Items from a data source
::::::
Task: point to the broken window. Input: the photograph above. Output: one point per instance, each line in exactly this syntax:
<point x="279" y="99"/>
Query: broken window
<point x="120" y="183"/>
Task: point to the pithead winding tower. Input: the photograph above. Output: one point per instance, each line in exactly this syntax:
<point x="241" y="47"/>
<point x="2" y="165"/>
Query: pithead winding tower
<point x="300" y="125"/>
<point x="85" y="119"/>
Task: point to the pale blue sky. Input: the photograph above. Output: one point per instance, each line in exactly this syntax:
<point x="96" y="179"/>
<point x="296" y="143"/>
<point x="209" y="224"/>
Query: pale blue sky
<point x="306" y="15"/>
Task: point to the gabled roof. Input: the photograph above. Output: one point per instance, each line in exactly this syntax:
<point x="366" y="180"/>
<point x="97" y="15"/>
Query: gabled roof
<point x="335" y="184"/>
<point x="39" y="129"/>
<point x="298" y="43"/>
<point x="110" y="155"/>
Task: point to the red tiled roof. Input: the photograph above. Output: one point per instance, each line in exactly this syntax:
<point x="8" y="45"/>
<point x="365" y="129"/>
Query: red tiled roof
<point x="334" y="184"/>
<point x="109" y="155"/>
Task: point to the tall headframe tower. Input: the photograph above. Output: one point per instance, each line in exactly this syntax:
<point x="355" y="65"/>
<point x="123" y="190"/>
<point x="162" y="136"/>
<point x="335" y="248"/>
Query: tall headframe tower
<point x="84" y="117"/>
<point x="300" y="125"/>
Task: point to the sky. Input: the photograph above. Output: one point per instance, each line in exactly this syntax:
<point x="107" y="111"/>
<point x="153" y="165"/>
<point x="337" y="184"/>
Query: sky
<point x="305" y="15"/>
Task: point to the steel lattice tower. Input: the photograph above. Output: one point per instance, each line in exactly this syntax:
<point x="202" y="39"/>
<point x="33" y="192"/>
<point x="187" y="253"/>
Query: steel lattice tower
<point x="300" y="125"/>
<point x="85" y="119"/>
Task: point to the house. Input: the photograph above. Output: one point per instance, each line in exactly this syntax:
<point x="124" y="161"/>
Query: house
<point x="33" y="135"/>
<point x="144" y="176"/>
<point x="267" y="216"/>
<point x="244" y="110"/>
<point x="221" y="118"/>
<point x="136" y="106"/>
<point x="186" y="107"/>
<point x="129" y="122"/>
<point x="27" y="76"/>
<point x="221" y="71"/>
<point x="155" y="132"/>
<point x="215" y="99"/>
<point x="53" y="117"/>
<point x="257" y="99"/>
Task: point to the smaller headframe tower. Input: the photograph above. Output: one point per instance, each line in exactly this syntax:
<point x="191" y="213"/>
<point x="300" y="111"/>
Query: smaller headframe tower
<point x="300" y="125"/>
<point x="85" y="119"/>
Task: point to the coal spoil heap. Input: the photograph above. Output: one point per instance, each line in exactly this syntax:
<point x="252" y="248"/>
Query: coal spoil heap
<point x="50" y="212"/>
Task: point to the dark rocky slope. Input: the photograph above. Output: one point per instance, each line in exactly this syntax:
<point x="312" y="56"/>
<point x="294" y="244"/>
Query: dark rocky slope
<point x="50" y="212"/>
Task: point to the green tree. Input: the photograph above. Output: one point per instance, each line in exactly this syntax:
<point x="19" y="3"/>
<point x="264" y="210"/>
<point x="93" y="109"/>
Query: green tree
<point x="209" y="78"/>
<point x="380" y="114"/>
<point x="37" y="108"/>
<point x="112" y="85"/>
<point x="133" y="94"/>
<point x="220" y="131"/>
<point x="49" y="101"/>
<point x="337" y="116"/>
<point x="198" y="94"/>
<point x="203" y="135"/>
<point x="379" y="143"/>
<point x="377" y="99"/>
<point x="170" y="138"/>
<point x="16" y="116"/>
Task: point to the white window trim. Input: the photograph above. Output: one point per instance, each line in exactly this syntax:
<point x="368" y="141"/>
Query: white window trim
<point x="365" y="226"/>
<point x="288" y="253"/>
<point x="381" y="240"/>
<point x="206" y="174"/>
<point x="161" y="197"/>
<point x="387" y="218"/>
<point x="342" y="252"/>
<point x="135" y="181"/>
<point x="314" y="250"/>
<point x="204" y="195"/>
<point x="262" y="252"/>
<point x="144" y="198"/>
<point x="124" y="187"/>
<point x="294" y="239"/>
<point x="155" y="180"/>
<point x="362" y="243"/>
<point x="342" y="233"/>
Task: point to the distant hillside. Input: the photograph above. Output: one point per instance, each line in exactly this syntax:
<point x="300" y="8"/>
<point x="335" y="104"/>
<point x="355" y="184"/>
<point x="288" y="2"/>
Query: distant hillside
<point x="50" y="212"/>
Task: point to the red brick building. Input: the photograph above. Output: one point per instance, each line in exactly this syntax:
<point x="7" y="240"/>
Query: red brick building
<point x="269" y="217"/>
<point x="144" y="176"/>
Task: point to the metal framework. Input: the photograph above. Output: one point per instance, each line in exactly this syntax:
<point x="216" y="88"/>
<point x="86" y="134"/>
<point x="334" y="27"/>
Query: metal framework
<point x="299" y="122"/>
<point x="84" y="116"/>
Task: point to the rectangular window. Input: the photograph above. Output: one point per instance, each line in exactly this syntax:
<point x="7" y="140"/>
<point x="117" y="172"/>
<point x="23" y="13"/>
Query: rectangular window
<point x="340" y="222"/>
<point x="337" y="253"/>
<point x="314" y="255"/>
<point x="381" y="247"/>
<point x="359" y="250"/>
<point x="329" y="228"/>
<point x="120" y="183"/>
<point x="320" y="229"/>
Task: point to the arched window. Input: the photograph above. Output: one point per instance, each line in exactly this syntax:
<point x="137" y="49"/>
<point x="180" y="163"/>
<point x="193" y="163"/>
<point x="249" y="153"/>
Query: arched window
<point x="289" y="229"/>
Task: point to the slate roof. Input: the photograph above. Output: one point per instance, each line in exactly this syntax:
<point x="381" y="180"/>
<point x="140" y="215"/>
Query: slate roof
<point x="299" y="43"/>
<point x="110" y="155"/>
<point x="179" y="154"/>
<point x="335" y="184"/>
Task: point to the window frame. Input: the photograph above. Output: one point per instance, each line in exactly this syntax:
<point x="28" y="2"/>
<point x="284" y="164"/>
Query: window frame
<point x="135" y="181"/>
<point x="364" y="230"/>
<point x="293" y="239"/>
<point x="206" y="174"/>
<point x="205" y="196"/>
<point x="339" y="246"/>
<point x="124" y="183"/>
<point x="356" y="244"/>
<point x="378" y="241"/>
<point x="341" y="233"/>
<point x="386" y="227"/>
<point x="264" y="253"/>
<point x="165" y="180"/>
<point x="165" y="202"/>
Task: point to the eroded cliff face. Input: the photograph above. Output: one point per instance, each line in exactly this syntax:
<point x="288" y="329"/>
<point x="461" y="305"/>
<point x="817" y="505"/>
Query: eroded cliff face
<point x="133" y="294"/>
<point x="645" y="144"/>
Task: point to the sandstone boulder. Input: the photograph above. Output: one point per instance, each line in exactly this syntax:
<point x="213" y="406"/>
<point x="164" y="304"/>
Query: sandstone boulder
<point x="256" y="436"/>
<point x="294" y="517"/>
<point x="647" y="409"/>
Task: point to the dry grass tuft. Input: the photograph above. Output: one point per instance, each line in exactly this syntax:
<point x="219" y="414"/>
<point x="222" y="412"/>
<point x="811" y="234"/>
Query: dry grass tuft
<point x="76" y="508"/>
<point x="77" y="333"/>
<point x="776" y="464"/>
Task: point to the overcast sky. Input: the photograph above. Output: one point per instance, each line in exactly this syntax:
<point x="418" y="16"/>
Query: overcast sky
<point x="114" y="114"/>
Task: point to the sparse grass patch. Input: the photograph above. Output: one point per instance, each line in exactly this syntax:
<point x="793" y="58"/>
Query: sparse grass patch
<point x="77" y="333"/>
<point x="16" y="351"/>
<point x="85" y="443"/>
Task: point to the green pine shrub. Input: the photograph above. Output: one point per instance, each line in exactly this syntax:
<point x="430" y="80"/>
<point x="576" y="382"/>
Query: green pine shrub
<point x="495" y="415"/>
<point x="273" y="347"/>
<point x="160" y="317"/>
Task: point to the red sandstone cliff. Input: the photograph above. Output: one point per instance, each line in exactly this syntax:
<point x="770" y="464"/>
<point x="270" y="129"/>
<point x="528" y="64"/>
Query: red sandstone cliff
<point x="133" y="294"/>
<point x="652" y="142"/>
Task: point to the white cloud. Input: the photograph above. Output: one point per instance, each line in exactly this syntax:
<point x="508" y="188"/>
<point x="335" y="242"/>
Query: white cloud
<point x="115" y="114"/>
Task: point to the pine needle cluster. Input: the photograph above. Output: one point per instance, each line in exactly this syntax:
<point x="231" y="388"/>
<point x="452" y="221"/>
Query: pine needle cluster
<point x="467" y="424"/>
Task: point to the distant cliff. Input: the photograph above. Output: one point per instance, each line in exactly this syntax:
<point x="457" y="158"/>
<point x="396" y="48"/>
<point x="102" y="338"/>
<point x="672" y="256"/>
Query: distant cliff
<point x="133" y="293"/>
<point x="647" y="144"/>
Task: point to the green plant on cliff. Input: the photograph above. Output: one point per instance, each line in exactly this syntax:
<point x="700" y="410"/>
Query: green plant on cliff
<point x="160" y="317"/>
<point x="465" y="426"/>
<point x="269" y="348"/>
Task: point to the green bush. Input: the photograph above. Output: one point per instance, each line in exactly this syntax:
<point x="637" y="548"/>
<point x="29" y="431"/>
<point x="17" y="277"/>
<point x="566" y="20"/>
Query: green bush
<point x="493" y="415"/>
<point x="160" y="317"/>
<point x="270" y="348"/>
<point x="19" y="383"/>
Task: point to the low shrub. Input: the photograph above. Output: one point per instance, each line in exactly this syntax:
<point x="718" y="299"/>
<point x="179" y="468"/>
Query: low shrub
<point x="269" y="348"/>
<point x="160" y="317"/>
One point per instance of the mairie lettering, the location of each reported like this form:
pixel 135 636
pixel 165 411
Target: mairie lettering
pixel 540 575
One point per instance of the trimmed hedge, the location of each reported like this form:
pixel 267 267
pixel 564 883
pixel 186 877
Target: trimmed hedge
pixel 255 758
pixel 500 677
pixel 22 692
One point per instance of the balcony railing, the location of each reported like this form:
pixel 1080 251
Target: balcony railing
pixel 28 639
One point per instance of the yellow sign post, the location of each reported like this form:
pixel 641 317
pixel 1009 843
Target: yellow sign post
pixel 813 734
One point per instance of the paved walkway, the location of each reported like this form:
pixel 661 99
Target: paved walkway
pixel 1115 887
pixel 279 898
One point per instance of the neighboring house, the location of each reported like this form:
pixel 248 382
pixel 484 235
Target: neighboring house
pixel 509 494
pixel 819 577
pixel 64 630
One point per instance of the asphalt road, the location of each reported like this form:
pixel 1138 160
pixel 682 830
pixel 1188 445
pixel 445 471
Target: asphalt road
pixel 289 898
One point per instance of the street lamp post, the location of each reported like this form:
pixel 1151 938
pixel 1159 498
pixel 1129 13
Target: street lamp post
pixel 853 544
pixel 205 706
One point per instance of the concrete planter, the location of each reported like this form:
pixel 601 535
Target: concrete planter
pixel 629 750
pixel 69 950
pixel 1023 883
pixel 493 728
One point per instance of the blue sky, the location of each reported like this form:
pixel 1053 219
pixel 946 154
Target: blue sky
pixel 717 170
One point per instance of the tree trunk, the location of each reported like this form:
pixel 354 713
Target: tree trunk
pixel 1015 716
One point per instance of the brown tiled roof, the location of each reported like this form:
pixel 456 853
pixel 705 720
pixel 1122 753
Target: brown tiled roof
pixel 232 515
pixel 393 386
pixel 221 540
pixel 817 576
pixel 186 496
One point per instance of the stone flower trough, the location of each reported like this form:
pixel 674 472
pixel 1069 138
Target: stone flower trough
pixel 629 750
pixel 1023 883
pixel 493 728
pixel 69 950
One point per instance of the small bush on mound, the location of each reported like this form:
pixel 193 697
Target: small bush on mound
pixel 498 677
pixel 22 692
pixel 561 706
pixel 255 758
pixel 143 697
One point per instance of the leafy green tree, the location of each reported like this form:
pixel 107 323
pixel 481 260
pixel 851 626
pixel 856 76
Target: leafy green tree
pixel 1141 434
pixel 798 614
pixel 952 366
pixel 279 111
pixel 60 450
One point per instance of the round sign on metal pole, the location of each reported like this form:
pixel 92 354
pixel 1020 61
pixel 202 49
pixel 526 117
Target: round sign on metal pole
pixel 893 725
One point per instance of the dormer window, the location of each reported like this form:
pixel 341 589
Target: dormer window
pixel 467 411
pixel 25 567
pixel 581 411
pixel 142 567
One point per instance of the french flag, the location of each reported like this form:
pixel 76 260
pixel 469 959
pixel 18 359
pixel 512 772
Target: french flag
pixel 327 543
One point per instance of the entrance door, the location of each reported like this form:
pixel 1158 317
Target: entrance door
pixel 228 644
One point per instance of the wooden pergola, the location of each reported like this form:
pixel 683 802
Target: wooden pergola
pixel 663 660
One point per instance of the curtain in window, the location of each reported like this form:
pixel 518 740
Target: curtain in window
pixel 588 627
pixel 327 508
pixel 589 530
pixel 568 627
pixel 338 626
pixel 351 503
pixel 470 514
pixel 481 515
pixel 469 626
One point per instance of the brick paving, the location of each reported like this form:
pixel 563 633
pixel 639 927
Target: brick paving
::::::
GOAL: Locate "One point per instance of the entrance" in the data above. Then repeat, exactly, its line and each line after it through the last, adding nothing.

EXERCISE ANSWER:
One point per instance of the entrance door, the location of each reported like this form:
pixel 1158 317
Target: entrance door
pixel 228 644
One point per instance of the wooden pergola, the location of each reported like this form:
pixel 683 802
Target: wooden pergola
pixel 663 660
One point per instance of the curtain in window, the location of each reported like this form:
pixel 518 740
Target: curtain in window
pixel 588 627
pixel 327 508
pixel 589 530
pixel 568 627
pixel 338 626
pixel 351 503
pixel 470 514
pixel 481 515
pixel 469 626
One point per instance of the brick paving, the location of each reported like this form:
pixel 563 633
pixel 639 927
Target: brick paving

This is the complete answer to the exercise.